- _BRONFRAGMENT_:
################

In de Verenigde Staten gaat in de totale mannencosmetica jaarlijks 5,5 miljard dollars

om. Al is dit slechts 25% van de totale omzet van de vrouwencosmetica daar, deze

omzet is flink gegroeid de afgelopen jaren en wordt zeker door cosmeticafabrikanten

gestimuleerd door het blijven vernieuwen van de producten en nieuwe introducties. In de

eerste helft van 2004 steeg de verkoop van mannen gezichtsverzorging met 18% in de

(10)

Verenigde Staten. De verkoop van vrouwen gezichtsverzorging steeg hier slechts met 6%

in dezelfde periode (www.newstarget.com, 2005).

Groot-Brittannië is met een jaaromzet van 685 miljoen Pond in 2004 in de totale mannencosmetica ook een grote markt. Dit bedrag is de afgelopen 5 jaar (2000- 2004) gegroeid met 20% (www.newstatesman.com, 2005). De totale bestedingen in Europa aan mannencosmeticaproducten bedroeg in 2003 27 miljard euro. Over drie jaar zal dit bedrag, volgens een onderzoek van Datamonitor, gestegen zijn naar 33 miljard euro (Algemeen Dagblad, 2005).

Ook in Nederland is de markt voor verzorgende producten als gezichtsverzorging en make-up voor mannen groeiende. Mannen schaffen tegenwoordig anti-rimpel crème, lippenbalsem en zelfs oogpotlood aan. De exploderende vraag heeft ertoe geleid dat alle grote cosmeticamerken inmiddels een herenlijn met verschillende soorten cosmeticaproducten op de markt hebben gebracht in Nederland (Zibb.nl, 2003).

De markt voor mannelijke gezichtsverzorgingsproducten in Nederland groeide tussen juni 2002 en juni 2003 met 25%. Sindsdien hebben vele merken deze markt betreden:

Lancôme Homme, Dior, Nivea, Sanex; deze en vele anderen hebben een uitgebreide verzorgingslijn voor mannen, die niet enkel meer gezichtsverzorging beslaat (Branches in Detail, 2004). In oktober 2003 verscheen in Nederland voor het eerst een make-up lijn (Tout Beau) voor mannen van producent Intertrade.

################

- _GEGEVEN OPDRACHT_: Zet de tekst over de markt voor mannencosmetica alstublieft voort na de laatste zin. De gegevens hoeven hier niet gebruikt te worden.

- _AANGELEVERDE GEGEVENS_:
################

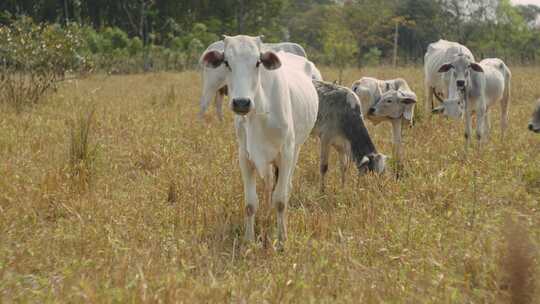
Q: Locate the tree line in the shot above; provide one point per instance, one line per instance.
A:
(338, 32)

################

- _UITVOER OPDRACHT_:
Uit cijfers van marktonderzoeksbureau AC Nielsen over mannencosmetica is af te lezen dat zowel omzet als het aantal verkopen (per verpakking) van ‘cleansers’

(reinigingsproducten) en ‘moisturizers’ (gezichtscrèmes) in de afgelopen drie jaar zelfs meer dan verdubbeld is. De Nederlandse man smeerde over 2004 voor 8,6 miljoen euro ruim 650.000 potjes aan hydraterende dag- en nachtcrèmes en andere crèmes op het gezicht (Het Financiële Dagblad, 2005). De totale besteding van mannen aan cosmeticaproducten was in 2004 280 miljoen euro; 14 miljoen euro meer dan in 2003 (Het Algemeen Dagblad, 2005).

Deze toenemende vraag naar verzorgingsproducten valt deels te verklaren door het feit dat tachtig procent van de Nederlandse mannen er graag verzorgd uitziet. Dit blijkt uit een onderzoek van Trendbox uitgevoerd voor het Hoofdbedrijfschap van Ambachten in oktober 2004 (Het Financiële Dagblad, 2005). Ook de retailers pakken deze trend op; ze brengen onder eigen merk cosmeticaproducten voor mannen op de markt. Zo heeft Etos als eerste retailer in Nederland een uitgebreide verzorgingslijn voor mannen, Etos Man, op de markt gebracht in 2004. Naar eigen zeggen blijven zij de lijn uitbreiden, om tegemoet te komen aan de groeiende vraag van mannen naar meer keuzemogelijkheden op het gebied van verzorging (www.etos.nl, 2005). Ook de HEMA heeft sinds een aantal maanden een uitgebreide herenlijn met diverse verzorgingsproducten in hun schappen staan.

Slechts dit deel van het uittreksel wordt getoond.